## Start STORED RECORDS

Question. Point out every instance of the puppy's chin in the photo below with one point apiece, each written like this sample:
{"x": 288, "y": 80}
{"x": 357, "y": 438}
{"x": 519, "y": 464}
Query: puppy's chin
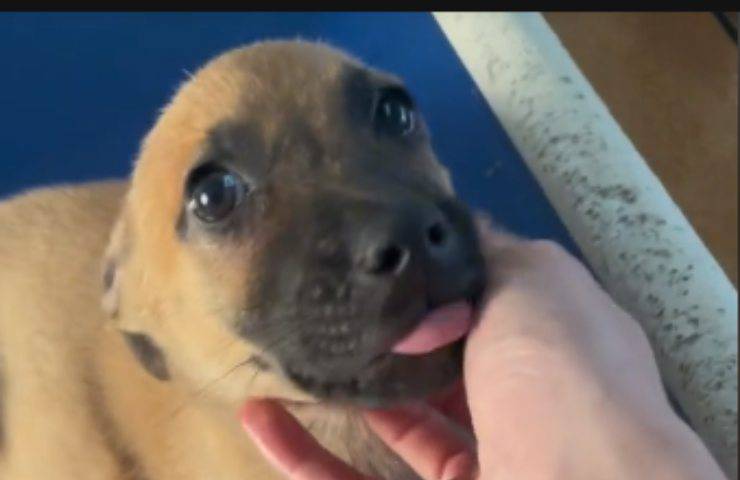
{"x": 389, "y": 379}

## End STORED RECORDS

__WHAT TO PRODUCE__. Count the lines in the material above that contain the string "puppy". Reply with the number only.

__RESULT__. 2